Line by line, copy all of the data exactly.

--- The data Enclosed Below ---

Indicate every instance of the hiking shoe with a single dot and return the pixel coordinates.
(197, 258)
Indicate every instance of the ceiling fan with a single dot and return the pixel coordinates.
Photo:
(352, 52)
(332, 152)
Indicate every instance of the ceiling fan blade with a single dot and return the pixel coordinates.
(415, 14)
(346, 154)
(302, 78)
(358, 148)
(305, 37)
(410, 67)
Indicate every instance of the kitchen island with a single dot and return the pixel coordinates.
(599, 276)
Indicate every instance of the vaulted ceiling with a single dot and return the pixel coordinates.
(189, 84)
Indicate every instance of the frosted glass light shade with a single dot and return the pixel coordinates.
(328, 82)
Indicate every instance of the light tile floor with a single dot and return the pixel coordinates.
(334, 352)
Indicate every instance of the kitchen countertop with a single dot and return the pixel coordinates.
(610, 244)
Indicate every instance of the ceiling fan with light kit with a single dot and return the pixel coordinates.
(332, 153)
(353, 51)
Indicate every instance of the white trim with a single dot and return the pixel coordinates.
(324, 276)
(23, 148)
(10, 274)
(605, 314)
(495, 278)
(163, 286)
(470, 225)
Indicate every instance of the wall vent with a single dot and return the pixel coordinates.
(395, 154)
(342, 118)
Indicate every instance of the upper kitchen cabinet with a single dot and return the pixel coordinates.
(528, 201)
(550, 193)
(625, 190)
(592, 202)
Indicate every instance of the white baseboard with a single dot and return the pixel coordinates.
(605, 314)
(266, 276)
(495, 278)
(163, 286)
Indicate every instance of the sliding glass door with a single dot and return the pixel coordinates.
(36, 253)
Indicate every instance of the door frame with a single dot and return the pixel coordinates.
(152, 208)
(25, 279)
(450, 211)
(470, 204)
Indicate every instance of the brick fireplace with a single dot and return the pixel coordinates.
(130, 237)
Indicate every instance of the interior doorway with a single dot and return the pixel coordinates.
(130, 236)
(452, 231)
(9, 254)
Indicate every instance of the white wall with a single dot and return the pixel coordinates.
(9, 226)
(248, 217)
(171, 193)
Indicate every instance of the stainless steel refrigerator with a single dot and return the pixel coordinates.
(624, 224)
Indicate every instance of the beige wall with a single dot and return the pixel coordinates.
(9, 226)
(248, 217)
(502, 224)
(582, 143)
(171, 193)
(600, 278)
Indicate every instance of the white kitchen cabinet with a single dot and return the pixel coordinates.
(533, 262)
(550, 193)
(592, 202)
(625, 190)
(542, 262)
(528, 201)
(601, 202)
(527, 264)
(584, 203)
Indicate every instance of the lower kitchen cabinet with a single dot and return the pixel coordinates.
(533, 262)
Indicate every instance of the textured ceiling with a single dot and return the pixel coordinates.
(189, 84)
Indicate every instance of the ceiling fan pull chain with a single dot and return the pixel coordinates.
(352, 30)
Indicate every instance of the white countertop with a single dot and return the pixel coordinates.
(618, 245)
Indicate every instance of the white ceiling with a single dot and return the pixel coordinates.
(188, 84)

--- End of Enclosed The data ---

### Answer
Indicate every instance of the hiking shoe with a single dot and return the pixel coordinates.
(197, 258)
Indicate every instance of the ceiling fan with a single dot and return the pixel coordinates.
Photo:
(352, 52)
(332, 152)
Indicate every instance of the ceiling fan blade with a single dot and return the pixel coordinates.
(415, 14)
(346, 154)
(302, 78)
(358, 148)
(305, 37)
(410, 67)
Indicate every instance of the kitchen island with a single dot and return the pixel coordinates.
(599, 276)
Indicate every instance of the vaulted ceiling with a single dot and return the pixel coordinates.
(189, 84)
Indicate every instance of the frosted glass light shade with a single dot and return the pixel coordinates.
(328, 82)
Indicate every instance of the light tile floor with a single dot and return the pixel coordinates.
(334, 352)
Indicate every instance of the kitchen countertop with a single dot and return the pixel coordinates.
(610, 244)
Indicate every instance of the ceiling fan with light kit with a single dot and return the pixel coordinates.
(332, 153)
(353, 51)
Indicate every instance of the white trim with a single dot and return the pixel coordinates.
(324, 276)
(23, 148)
(10, 274)
(605, 314)
(495, 278)
(163, 286)
(470, 225)
Indicate every instance of the wall vent with a single dot and return the pixel coordinates.
(395, 154)
(342, 118)
Indicate every instance of the upper kitchen cabinet with a single dot and return the pixel coordinates.
(528, 201)
(550, 193)
(625, 190)
(592, 202)
Indicate every instance of the white baseboard with a single dot and return the pixel coordinates.
(605, 314)
(266, 276)
(495, 278)
(163, 286)
Indicate every instance of the sliding glass door with a single dot and return the pixel coordinates.
(36, 253)
Indicate every instance of the door frame with a single dot and return the pixel coordinates.
(152, 208)
(25, 279)
(450, 211)
(470, 204)
Indicate every instance of the brick fireplace with a single dot and return the pixel coordinates.
(130, 237)
Indicate every instance of the interior doorway with a single dot and return the pixel coordinates.
(130, 236)
(452, 231)
(9, 254)
Indicate every instance of the white wall with a single dot and return the pixel coordinates.
(9, 226)
(248, 217)
(171, 193)
Indicate every instance of the stainless steel refrigerator with a single dot and return the pixel coordinates.
(624, 224)
Indicate every instance of the beige wall with a single dot and return the pixel coordinates.
(9, 226)
(248, 217)
(502, 224)
(582, 143)
(171, 193)
(600, 278)
Indicate every instance of the white kitchen cabinet with a single dot and return the pixel coordinates.
(533, 262)
(550, 193)
(592, 202)
(625, 190)
(542, 262)
(528, 201)
(601, 202)
(527, 264)
(584, 203)
Indicate every instance of the lower kitchen cabinet with a single dot and return the pixel coordinates.
(533, 262)
Indicate every instance of the textured ceiling with a single dot and return the pixel coordinates.
(189, 84)
Indicate every instance of the ceiling fan pull chain with a single dot and return the pixel coordinates.
(352, 30)
Indicate every instance of the white countertop with a single dot and return the pixel coordinates.
(618, 245)
Indicate every instance of the white ceiling with a single dot and return the pixel coordinates.
(188, 84)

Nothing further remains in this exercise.